BEGIN RECORD EXTRACTS

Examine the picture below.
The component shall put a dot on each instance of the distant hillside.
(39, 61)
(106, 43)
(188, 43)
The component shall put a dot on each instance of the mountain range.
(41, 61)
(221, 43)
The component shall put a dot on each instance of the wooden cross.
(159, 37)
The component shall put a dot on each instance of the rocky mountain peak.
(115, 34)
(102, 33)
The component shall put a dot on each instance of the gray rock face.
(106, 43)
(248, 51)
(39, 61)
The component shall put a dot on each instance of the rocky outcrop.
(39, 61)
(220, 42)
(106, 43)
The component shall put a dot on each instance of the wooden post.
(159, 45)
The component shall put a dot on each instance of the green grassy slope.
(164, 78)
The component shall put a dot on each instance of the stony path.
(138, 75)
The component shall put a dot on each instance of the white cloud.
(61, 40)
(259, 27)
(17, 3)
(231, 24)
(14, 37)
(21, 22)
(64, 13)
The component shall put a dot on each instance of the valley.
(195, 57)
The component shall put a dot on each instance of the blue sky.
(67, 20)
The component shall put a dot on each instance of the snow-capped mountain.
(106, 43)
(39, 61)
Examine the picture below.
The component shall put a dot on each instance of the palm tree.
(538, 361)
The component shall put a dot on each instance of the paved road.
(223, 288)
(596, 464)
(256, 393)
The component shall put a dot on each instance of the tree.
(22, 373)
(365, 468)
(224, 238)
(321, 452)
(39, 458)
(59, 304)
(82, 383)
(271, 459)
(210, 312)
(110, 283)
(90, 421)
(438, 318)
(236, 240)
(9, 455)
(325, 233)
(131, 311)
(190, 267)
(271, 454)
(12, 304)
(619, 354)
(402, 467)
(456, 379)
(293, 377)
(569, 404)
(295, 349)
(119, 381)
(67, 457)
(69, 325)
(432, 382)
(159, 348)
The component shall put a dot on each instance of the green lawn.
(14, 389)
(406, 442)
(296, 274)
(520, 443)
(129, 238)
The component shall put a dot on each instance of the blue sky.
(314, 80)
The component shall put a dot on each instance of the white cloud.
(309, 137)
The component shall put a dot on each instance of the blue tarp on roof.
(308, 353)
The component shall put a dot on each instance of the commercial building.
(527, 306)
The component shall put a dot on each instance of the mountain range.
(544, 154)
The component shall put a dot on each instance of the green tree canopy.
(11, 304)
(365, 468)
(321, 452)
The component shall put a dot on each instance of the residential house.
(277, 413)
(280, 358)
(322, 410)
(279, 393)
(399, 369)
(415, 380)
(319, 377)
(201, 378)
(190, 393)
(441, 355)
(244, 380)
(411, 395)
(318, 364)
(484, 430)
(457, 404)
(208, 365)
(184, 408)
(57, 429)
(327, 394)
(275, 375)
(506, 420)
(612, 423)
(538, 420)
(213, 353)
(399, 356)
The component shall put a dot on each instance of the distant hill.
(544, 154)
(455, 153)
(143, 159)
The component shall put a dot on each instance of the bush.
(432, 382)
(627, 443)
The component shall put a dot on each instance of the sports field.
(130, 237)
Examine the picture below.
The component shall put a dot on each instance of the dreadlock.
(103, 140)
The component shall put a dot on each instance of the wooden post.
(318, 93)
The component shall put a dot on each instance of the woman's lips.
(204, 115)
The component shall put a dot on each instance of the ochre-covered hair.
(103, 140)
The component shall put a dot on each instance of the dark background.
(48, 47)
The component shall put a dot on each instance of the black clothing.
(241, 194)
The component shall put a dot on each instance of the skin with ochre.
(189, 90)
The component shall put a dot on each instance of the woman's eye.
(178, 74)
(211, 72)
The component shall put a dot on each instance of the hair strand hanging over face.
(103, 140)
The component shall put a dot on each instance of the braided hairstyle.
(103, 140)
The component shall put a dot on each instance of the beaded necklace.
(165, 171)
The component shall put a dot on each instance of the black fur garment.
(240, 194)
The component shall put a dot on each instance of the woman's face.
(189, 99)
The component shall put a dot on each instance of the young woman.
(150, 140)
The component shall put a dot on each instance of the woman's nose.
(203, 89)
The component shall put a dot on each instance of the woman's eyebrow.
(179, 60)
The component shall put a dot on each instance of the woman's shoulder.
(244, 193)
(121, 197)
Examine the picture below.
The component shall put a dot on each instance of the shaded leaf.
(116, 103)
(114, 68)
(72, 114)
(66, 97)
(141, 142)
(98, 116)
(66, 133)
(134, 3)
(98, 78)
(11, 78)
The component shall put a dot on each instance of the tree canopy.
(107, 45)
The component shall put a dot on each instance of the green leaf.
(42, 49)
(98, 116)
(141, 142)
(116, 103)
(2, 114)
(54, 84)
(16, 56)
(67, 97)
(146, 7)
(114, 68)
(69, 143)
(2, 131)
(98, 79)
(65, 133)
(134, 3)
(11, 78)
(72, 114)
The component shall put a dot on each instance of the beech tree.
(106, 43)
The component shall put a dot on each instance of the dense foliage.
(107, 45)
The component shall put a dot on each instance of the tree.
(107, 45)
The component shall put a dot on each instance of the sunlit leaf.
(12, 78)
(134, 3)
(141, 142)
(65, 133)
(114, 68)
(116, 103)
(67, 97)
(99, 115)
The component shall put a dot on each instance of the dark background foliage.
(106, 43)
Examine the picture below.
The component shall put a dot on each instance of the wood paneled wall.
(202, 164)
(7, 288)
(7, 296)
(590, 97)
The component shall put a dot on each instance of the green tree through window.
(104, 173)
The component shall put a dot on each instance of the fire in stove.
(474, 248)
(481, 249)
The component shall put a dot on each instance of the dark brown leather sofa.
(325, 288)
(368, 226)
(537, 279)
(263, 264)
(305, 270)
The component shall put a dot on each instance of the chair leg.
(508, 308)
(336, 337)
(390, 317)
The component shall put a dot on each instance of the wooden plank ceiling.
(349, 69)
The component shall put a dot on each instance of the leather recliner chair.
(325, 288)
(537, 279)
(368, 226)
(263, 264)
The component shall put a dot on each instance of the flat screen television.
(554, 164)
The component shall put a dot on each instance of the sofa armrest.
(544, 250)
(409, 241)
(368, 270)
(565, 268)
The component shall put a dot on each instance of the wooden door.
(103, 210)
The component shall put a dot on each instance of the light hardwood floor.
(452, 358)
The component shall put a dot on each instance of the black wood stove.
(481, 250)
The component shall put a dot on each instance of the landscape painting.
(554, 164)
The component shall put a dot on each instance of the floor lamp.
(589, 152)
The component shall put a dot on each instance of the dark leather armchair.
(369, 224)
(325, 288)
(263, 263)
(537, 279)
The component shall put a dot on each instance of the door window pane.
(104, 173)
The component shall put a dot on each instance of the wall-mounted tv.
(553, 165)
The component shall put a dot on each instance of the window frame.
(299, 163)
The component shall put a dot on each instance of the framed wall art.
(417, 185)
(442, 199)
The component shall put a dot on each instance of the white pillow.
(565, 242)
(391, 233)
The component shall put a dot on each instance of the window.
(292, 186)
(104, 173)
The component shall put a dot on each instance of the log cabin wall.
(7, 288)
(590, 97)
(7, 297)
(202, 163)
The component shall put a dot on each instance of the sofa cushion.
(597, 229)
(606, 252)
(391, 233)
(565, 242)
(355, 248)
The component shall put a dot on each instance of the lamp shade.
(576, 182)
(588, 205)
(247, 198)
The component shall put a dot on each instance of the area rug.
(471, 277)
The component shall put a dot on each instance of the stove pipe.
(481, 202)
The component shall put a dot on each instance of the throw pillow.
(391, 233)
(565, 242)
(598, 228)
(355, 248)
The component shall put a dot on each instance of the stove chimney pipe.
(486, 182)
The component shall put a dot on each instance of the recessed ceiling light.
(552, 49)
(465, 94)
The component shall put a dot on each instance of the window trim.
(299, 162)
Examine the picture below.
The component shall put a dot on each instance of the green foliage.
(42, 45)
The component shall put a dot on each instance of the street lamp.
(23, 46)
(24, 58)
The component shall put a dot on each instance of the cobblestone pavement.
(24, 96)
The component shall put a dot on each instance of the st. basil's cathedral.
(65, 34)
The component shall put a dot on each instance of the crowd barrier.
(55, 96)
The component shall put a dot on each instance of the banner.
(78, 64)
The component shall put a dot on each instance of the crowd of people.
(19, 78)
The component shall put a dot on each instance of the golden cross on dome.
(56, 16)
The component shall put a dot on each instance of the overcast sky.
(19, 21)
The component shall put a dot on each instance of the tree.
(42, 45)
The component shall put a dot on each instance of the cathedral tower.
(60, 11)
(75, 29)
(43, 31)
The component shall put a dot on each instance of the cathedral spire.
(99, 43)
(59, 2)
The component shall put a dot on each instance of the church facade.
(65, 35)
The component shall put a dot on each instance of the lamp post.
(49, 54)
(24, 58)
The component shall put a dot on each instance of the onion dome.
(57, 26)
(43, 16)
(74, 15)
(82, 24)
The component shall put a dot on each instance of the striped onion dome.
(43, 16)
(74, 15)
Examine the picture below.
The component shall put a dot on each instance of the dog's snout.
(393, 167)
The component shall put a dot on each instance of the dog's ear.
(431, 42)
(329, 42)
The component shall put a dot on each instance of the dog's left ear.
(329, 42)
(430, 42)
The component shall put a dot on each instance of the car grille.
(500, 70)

END RECORD EXTRACTS

* WORK TO BE COMPLETED *
Everything from the line with "the church facade." through the last line of the entries is to be written out again, unchanged; nothing else belongs in the answer.

* RESPONSE TO THIS TASK *
The component shall put a dot on each instance of the church facade.
(65, 35)
The component shall put a dot on each instance of the lamp post.
(49, 54)
(24, 58)
The component shall put a dot on each instance of the onion dome.
(57, 26)
(43, 16)
(74, 15)
(82, 24)
The component shall put a dot on each instance of the striped onion dome.
(43, 16)
(74, 15)
Examine the picture below.
The component shall put a dot on each instance of the dog's snout.
(393, 167)
The component shall put a dot on each instance of the dog's ear.
(431, 42)
(329, 42)
The component shall put a dot on each instance of the dog's left ear.
(329, 42)
(430, 42)
The component shall put a dot on each instance of the car grille.
(500, 70)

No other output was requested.